THE PROBLEM: Pick out every line of the listing below that contains the word "player", and copy each of those lines.

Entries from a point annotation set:

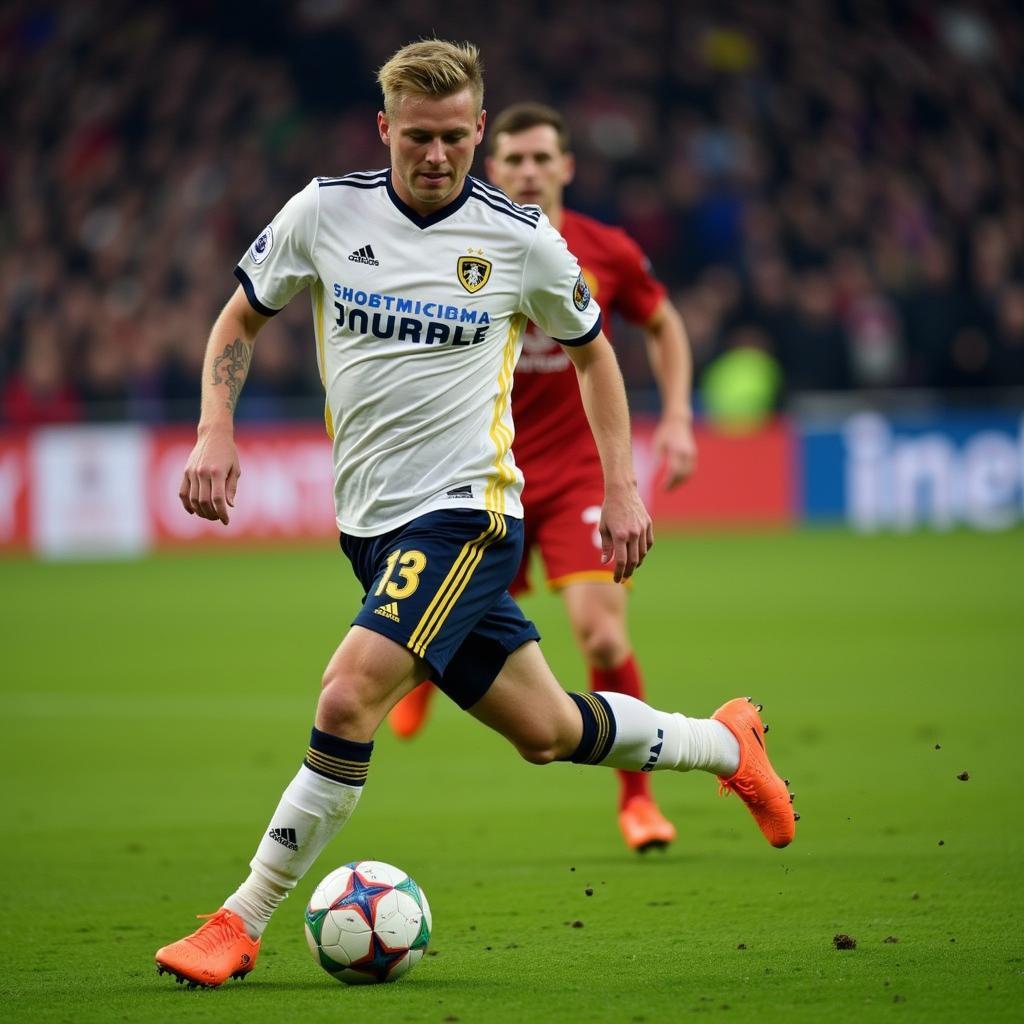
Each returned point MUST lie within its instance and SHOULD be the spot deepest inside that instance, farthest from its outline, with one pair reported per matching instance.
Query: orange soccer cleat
(756, 781)
(409, 715)
(643, 825)
(219, 949)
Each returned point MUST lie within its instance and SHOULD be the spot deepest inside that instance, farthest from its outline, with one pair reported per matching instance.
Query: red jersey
(551, 428)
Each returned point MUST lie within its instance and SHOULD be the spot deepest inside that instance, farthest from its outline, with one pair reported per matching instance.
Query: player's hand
(627, 531)
(674, 442)
(211, 476)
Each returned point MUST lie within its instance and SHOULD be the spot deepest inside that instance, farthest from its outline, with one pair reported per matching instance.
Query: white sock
(311, 812)
(646, 739)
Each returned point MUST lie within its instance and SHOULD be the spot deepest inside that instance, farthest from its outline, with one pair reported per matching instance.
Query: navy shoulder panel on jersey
(497, 200)
(357, 179)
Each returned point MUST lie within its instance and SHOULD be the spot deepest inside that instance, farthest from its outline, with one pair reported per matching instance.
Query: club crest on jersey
(473, 271)
(581, 294)
(260, 249)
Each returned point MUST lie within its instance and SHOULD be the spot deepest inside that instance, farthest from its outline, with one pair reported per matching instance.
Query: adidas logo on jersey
(388, 611)
(365, 255)
(286, 837)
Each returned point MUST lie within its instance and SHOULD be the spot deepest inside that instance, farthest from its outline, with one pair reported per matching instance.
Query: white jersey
(418, 324)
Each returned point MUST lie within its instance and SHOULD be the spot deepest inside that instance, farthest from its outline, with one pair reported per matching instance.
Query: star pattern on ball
(363, 896)
(379, 961)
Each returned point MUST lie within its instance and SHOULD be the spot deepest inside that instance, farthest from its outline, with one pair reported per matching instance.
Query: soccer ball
(368, 922)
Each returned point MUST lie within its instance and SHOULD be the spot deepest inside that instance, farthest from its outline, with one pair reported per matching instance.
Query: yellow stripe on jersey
(500, 433)
(454, 585)
(318, 331)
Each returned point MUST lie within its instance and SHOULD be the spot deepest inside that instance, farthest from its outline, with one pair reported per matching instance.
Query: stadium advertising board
(102, 492)
(935, 471)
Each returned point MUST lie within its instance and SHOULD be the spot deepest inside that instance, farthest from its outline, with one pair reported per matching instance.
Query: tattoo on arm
(230, 368)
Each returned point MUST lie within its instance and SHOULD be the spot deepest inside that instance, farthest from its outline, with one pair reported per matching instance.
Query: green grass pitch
(153, 712)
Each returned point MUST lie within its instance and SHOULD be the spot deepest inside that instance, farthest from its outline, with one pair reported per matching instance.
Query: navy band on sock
(339, 760)
(598, 729)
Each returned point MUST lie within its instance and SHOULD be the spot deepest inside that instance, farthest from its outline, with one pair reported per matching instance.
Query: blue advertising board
(940, 470)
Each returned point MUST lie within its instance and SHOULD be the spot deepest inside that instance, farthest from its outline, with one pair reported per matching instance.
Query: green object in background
(739, 388)
(154, 712)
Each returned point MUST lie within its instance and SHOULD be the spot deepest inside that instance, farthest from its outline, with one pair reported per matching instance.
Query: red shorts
(561, 514)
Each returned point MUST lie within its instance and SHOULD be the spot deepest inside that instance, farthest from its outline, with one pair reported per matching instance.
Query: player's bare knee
(545, 742)
(342, 707)
(537, 755)
(604, 645)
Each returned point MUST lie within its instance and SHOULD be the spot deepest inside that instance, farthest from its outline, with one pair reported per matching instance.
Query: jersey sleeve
(279, 264)
(555, 296)
(641, 292)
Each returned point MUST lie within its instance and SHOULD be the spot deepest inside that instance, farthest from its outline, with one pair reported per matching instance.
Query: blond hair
(431, 68)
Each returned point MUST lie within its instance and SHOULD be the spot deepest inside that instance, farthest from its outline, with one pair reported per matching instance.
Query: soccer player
(421, 280)
(530, 160)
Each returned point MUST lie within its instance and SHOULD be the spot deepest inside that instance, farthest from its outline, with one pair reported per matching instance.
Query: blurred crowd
(837, 186)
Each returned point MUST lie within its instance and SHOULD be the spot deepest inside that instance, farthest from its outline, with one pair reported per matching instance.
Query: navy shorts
(438, 586)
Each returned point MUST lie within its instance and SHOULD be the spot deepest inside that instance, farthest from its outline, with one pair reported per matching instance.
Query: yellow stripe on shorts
(455, 583)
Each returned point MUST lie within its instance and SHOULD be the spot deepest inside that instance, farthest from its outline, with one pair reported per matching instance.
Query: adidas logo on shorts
(388, 611)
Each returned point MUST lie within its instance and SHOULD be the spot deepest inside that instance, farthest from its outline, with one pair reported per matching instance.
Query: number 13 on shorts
(410, 565)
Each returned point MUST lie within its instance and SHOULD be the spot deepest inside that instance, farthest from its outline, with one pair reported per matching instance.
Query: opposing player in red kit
(529, 160)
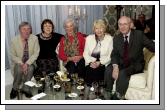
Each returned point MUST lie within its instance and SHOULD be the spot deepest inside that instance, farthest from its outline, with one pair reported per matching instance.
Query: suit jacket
(105, 51)
(137, 41)
(17, 50)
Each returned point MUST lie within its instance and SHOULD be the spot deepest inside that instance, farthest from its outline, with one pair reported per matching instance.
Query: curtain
(34, 14)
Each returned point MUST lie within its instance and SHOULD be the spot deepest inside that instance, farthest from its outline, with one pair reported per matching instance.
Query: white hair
(69, 20)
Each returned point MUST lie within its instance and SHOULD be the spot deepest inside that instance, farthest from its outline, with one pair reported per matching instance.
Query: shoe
(13, 94)
(114, 97)
(27, 94)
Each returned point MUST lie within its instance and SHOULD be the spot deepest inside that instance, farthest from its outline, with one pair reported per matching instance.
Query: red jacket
(81, 38)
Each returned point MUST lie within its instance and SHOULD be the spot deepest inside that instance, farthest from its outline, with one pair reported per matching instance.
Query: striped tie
(126, 52)
(25, 54)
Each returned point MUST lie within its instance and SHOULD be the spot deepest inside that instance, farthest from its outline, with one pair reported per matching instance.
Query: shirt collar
(127, 35)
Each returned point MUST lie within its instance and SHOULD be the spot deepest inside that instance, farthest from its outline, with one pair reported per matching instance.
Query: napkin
(29, 83)
(38, 96)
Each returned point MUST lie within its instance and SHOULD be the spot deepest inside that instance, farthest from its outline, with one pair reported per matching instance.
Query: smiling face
(25, 31)
(47, 28)
(124, 25)
(69, 28)
(99, 28)
(99, 31)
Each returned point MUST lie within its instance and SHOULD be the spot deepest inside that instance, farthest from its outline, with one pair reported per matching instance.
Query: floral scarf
(71, 49)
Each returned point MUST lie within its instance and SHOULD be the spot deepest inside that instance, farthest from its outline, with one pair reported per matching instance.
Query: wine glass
(95, 86)
(74, 78)
(37, 78)
(80, 81)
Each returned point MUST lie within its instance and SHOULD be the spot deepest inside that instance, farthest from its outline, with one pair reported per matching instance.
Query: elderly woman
(98, 48)
(47, 61)
(71, 49)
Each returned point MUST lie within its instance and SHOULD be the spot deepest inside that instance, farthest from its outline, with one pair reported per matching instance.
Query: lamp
(77, 14)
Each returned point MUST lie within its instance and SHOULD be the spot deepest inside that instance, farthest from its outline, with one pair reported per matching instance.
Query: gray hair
(24, 23)
(69, 20)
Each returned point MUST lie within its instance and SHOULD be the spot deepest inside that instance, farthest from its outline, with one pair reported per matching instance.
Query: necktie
(126, 52)
(25, 53)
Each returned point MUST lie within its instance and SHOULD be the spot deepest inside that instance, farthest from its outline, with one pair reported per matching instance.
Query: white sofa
(141, 85)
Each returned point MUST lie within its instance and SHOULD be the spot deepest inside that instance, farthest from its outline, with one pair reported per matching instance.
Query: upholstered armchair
(141, 85)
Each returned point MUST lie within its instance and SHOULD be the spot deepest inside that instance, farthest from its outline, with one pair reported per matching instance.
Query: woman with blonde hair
(98, 48)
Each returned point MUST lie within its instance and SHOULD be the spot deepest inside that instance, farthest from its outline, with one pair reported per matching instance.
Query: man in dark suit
(127, 57)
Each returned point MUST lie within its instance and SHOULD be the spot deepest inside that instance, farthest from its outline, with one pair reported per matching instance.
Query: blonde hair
(101, 23)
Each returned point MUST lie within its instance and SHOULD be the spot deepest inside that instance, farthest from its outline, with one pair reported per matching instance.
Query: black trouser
(78, 67)
(122, 82)
(96, 74)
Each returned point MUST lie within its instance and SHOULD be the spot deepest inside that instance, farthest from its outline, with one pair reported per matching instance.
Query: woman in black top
(47, 61)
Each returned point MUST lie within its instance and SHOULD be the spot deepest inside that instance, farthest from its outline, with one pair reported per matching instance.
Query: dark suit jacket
(137, 41)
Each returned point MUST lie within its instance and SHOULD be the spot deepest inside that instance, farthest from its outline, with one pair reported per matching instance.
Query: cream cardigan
(16, 52)
(105, 51)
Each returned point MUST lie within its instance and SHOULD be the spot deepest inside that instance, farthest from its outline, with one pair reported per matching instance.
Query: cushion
(138, 80)
(147, 56)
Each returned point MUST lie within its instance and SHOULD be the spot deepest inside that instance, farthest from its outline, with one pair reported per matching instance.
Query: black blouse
(48, 47)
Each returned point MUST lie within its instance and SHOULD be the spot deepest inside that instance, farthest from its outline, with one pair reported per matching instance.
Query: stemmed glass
(74, 78)
(80, 86)
(80, 81)
(37, 78)
(95, 86)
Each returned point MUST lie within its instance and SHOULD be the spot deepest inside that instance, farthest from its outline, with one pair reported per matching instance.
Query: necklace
(45, 38)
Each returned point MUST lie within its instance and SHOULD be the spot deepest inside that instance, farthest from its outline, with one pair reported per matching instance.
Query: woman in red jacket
(71, 49)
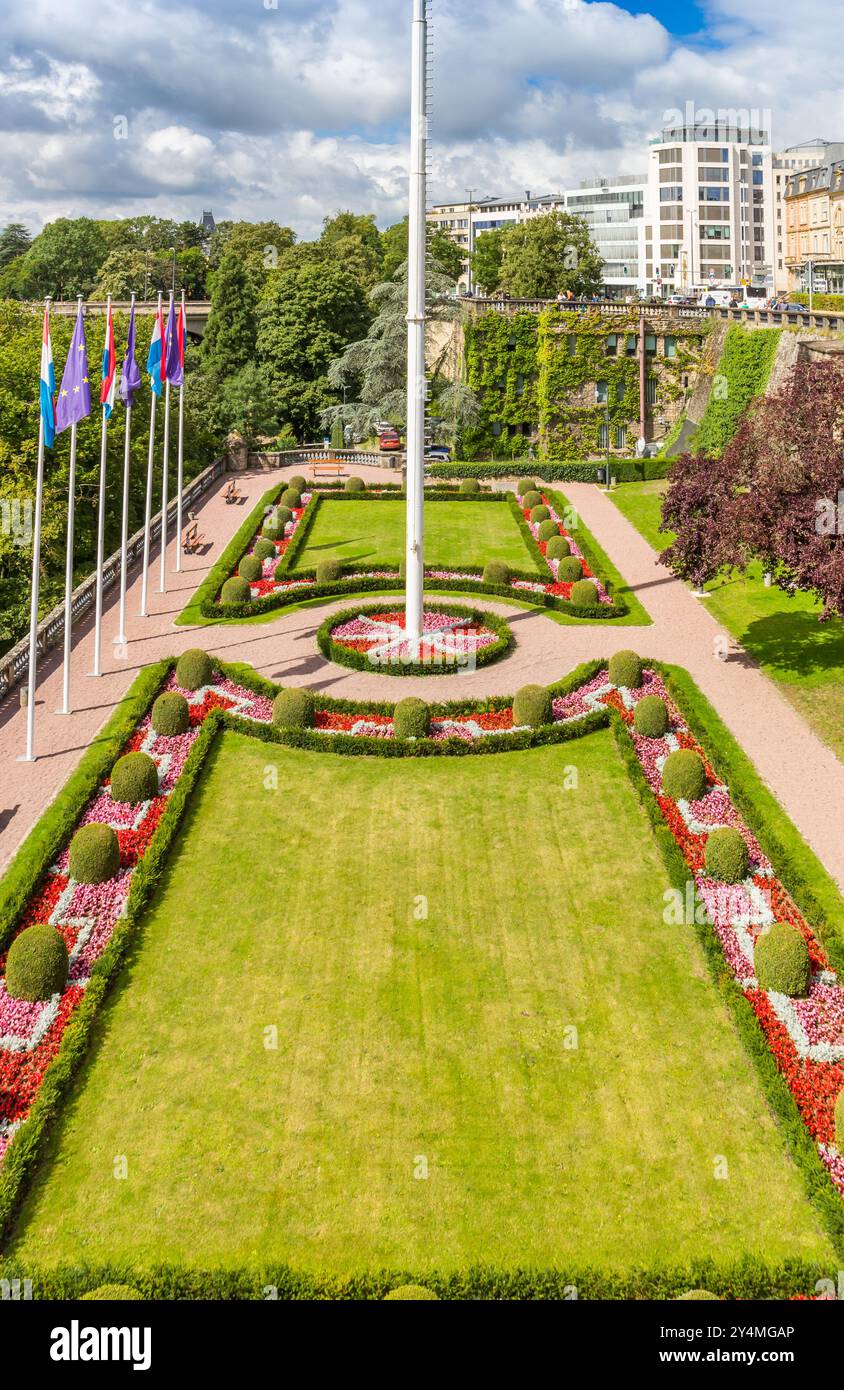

ANSWER TO THE PROBLEM:
Query: player's hand
Query: player's bare knee
Query: soccer player
Query: opposing player in red kit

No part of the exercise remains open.